• _Talimatlar_:
[A] Aşağıdaki ifadelerin Liverpool metniyle uyuşup uyuşmadığını belirtin. Her biri için evet ya da hayır yazın ve karara dayanak olan ifadeyi metinden aynen alıntılayın. (i) Mersey Nehri Festivali şehirde üç gün sürdü. (ii) Festivalin ilk gününe katılındı. (iii) Liverpool bir zamanlar İngiltere'nin en büyük limanına sahipti.
[B] Liverpool metnine göre Liverpool'dan Afrika'ya giden gemiler hangi ürünleri götürüyordu?
[C] Liverpool metninde "Bu şehrin bu" ile başlayıp "zenginleşmesine sebep olmuş." ile biten bölümü birebir çıktı olarak verin.

• _Çıkarılan Metin_:
Bu şehrin bu kadar güzel olduğunu bilseydim çok daha önce giderdim.
Üç hafta önce, Beatles'ın memleketi Liverpool'daydık.
Şehirde üç gün boyunca Uluslararası Mersey Nehri Festivali vardı.
Biz son gününe katıldık. Bir dolu insan, müzik, eğlence, yiyecek, içecek; şenlik için ne gerekiyorsa vardı.
Liverpool zamanında Londra'dan sonra İngiltere'nin en büyük limanına sahipmiş ve sanayi devriminin en önemli şehirlerinden biri olmuş.
19. yüzyıla kadar İngiltere'nin köle ticareti merkeziymiş. Liverpool'dan Afrika'ya sanayii ürünleri götüren gemiler karşılığında köle alıp Amerika'ya taşımışlar, bu ticaretten gemiciler çok büyük paralar kazanmışlar ve bu da şehrin zenginleşmesine sebep olmuş.

Nesne işaretleme veri kümesi satırları
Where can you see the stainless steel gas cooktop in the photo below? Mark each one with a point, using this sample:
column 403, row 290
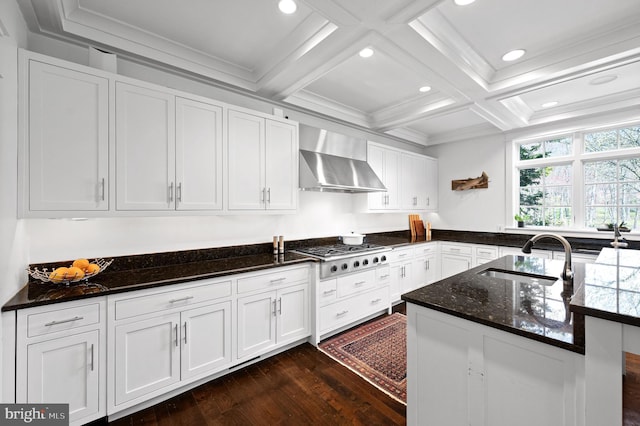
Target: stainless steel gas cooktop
column 339, row 259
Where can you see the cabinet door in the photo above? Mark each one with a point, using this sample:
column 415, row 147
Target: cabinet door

• _Görev Yanıtları_:
[A]
(i) Evet: "Şehirde üç gün boyunca Uluslararası Mersey Nehri Festivali vardı."
(ii) Hayır: "Biz son gününe katıldık."
(iii) Hayır: "Londra'dan sonra İngiltere'nin en büyük limanına sahipmiş"

[B] Sanayii ürünleri.

[C]
Bu şehrin bu kadar güzel olduğunu bilseydim çok daha önce giderdim.
Üç hafta önce, Beatles'ın memleketi Liverpool'daydık.
Şehirde üç gün boyunca Uluslararası Mersey Nehri Festivali vardı.
Biz son gününe katıldık. Bir dolu insan, müzik, eğlence, yiyecek, içecek; şenlik için ne gerekiyorsa vardı.
Liverpool zamanında Londra'dan sonra İngiltere'nin en büyük limanına sahipmiş ve sanayi devriminin en önemli şehirlerinden biri olmuş.
19. yüzyıla kadar İngiltere'nin köle ticareti merkeziymiş. Liverpool'dan Afrika'ya sanayii ürünleri götüren gemiler karşılığında köle alıp Amerika'ya taşımışlar, bu ticaretten gemiciler çok büyük paralar kazanmışlar ve bu da şehrin zenginleşmesine sebep olmuş.